▶ [Object pointing dataset rows]:
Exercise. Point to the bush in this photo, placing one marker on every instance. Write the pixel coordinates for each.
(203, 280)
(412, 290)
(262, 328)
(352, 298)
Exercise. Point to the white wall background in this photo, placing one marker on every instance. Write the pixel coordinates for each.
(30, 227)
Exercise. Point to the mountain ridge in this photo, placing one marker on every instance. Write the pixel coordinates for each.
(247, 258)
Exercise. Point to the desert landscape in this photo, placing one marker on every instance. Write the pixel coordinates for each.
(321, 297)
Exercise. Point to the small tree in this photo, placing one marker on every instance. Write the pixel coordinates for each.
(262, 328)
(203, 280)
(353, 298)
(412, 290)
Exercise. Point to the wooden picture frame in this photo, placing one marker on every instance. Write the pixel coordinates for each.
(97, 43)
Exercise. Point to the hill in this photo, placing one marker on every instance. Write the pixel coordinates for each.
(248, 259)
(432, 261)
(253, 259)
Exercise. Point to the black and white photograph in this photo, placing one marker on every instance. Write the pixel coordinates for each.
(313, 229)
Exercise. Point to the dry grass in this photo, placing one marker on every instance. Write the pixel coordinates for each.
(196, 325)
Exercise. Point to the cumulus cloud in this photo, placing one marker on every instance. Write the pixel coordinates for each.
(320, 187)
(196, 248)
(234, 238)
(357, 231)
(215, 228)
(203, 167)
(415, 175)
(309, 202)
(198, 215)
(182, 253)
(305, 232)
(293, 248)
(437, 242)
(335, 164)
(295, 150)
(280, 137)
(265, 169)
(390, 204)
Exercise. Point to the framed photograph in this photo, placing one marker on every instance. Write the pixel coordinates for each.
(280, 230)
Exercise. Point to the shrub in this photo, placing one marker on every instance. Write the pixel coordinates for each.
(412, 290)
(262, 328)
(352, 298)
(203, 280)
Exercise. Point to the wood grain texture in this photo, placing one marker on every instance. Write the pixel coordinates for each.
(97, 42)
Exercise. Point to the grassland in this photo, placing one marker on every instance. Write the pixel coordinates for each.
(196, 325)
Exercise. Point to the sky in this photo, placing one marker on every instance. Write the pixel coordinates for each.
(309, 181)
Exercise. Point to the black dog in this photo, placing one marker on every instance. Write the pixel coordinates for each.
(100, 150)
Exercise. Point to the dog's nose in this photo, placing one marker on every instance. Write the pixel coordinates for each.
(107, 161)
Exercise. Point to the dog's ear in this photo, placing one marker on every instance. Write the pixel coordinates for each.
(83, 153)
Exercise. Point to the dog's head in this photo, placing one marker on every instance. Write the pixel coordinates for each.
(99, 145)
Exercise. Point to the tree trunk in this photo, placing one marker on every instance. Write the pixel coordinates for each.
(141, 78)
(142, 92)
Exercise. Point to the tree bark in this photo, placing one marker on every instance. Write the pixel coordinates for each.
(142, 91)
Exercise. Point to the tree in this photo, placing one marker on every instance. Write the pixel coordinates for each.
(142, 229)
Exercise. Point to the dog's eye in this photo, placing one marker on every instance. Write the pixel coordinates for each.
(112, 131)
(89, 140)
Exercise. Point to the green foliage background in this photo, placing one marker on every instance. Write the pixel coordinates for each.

▶ [WRITTEN REQUEST]: Repeat every line of the records above exactly.

▶ [OUTPUT FOR THIS EXERCISE]:
Exercise. Point to the bush in this photo, placing one marker on every instance. Write the pixel coordinates for each.
(203, 280)
(412, 290)
(262, 328)
(352, 298)
Exercise. Point to the white wall background in this photo, placing one marker on every instance. Write the pixel coordinates for each.
(30, 227)
Exercise. Point to the mountain ridge in this photo, placing one marker on every instance. Write the pixel coordinates for each.
(247, 258)
Exercise. Point to the desert landscape in this photo, placing one marker on every instance. Write the pixel coordinates for each.
(321, 297)
Exercise. Point to the small tree in this photo, placing one marker on every instance. Write the pixel coordinates for each.
(262, 328)
(203, 280)
(353, 298)
(412, 290)
Exercise. Point to the wooden picture frame in this photo, placing one marker on every instance. Write the pixel coordinates for each.
(97, 43)
Exercise. Point to the hill in this photo, placing one marker on every instance. Write the pixel coordinates for each.
(248, 259)
(432, 261)
(253, 259)
Exercise. Point to the black and white photograph in this photo, placing one marker on every instance. Write the pixel coordinates for each.
(313, 229)
Exercise. Point to the dry grass in this photo, placing one marker on every instance. Write the pixel coordinates for each.
(196, 325)
Exercise. Point to the cumulus cloud in this photo, placing one marker on every instance. Write the pixel coordinates for each.
(320, 187)
(196, 248)
(234, 238)
(357, 231)
(215, 228)
(203, 167)
(415, 175)
(309, 202)
(198, 215)
(182, 253)
(305, 232)
(293, 248)
(437, 242)
(335, 164)
(295, 150)
(280, 137)
(265, 169)
(390, 204)
Exercise. Point to the framed photograph in this photo, placing one marker on every instance. Write the pixel coordinates for each.
(280, 230)
Exercise. Point to the shrub in this photo, placing one marker on every instance. Write the pixel coordinates for each.
(412, 290)
(262, 328)
(352, 298)
(203, 280)
Exercise. Point to the wood grain texture in this photo, placing one marker on every instance. Write the pixel coordinates for each.
(97, 42)
Exercise. Point to the grassland in this photo, placing one marker on every instance. Write the pixel coordinates for each.
(196, 325)
Exercise. Point to the sky in this photo, placing one marker on every instance. Write the pixel coordinates for each.
(309, 181)
Exercise. Point to the black dog in this photo, placing one marker on every instance. Write the pixel coordinates for each.
(100, 150)
Exercise. Point to the dog's nose in this photo, placing one marker on every instance. Write the pixel coordinates for each.
(107, 161)
Exercise. Point to the dog's ear in this photo, placing one marker on every instance. Write the pixel coordinates for each.
(83, 153)
Exercise. Point to the dog's head in this photo, placing one marker on every instance. Write the pixel coordinates for each.
(99, 145)
Exercise. Point to the tree trunk in this photo, placing one marker on every instance. Write the pixel coordinates for each.
(141, 78)
(142, 92)
Exercise. Point to the tree bark in this photo, placing one marker on every instance. Write the pixel coordinates for each.
(142, 91)
Exercise. Point to the tree in this photo, placing one marker on every instance. Write the pixel coordinates for each.
(142, 229)
Exercise. Point to the dog's eye in this photo, placing one marker on every instance. Write the pixel coordinates for each.
(112, 131)
(89, 140)
Exercise. Point to the green foliage background in this photo, placing one marker on every instance. Write the pixel coordinates for each.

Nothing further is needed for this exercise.